-- BEGIN Text passage --

Wed Nov 17, 7:55 AM ET Top Stories - Los Angeles Times


By Gina Piccalo Times Staff Writer

When it debuted in 1999, TiVo (news - web sites) revolutionized the TV experience by wresting control of screen time from advertisers, allowing viewers to record shows and skip commercials. TiVo's slogan said it all: "TV your way."

Behind the scenes, though, TiVo was courting advertisers, selling inroads to a universe most customers saw as commercial-free. The result is a groundbreaking new business strategy, developed with more than 30 of the nation's largest advertisers, that in key ways circumvents the very technology that made TiVo famous.


By March, TiVo viewers will see "billboards," or small logos, popping up over TV commercials as they fast-forward through them, offering contest entries, giveaways or links to other ads. If a viewer "opts in" to the ad, their contact information will be downloaded to that advertiser — exclusively and by permission only — so even more direct marketing can take place.


By late 2005, TiVo expects to roll out "couch commerce," a system that enables viewers to purchase products and participate in surveys using their remote controls.


Perhaps even more significant is TiVo's new role in market research. As viewers watch, TiVo records their collective habits — second by second — and sells that information to advertisers and networks. (It was TiVo that quantified the effect of Janet Jackson's Super Bowl "wardrobe malfunction," reporting a 180% increase in the number of replays reported by viewers.)


For advertisers it's an extraordinary boon, a quicker and more effective way than they've ever had of measuring the effects of their TV commercials.


For viewers, TiVo's new strategy means the technology famously christened "God's machine" by Federal Communications Commission (news - web sites) Chairman Michael K. Powell is rapidly becoming a marketer's best friend, proving that try as they might, consumers cannot hide from marketing.


"TiVo looked like it was going to be the weapon of mass destruction of Madison Avenue," says Robert Thompson, Syracuse University professor of television and pop culture. "However, we knew that the [TV] spot ad would not go gently into the night, and this is the next battle strategy."


The shift underscores what industry observers have been saying since TiVo started — that TV advertising and programming must change dramatically to survive.


These are anxious times for marketers, who are faced with commercial-busting technology that's evolving faster than they can keep up. Broadcast-ready cellphones, hyper-real video games, interactive DVDs and the Internet give consumers the on-demand, often commercial-free entertainment they crave.


Traditional network television viewing, by comparison, can seem antiquated. The number of American households with a TiVo or TiVo-like recording system is expected to increase from 5% to 41% in five years, according to Forrester Research, which studies technology's effect on business.


For this reason, ad agency executives who initially ignored TiVo and its digital video recorder technology, or DVR, are now praising it as an industry savior.


"I look at TiVo being first generation of the TV advertising of the future," says Tim Hanlon, a vice president at Starcom MediaVest Group, one of the world's largest media-buying companies, with clients including General Motors Corp., Procter & Gamble Co. and Best Buy Co. "There's a whole witch's brew of change coming to the linear television form."

-- END Text passage --

Reproduce the part of the TiVo article that opens with the words containing "By late 2005, TiVo" and closes with "their TV commercials.", renaming "couch commerce" as "sofa shopping". The data that follow are separate material, unrelated to the TiVo article.

-- BEGIN Collected material --

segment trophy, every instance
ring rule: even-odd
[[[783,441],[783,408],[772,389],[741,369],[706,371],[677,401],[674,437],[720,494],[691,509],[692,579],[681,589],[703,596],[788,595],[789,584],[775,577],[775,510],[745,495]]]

-- END Collected material --

# [Correct result]
By late 2005, TiVo expects to roll out "sofa shopping," a system that enables viewers to purchase products and participate in surveys using their remote controls.


Perhaps even more significant is TiVo's new role in market research. As viewers watch, TiVo records their collective habits — second by second — and sells that information to advertisers and networks. (It was TiVo that quantified the effect of Janet Jackson's Super Bowl "wardrobe malfunction," reporting a 180% increase in the number of replays reported by viewers.)


For advertisers it's an extraordinary boon, a quicker and more effective way than they've ever had of measuring the effects of their TV commercials.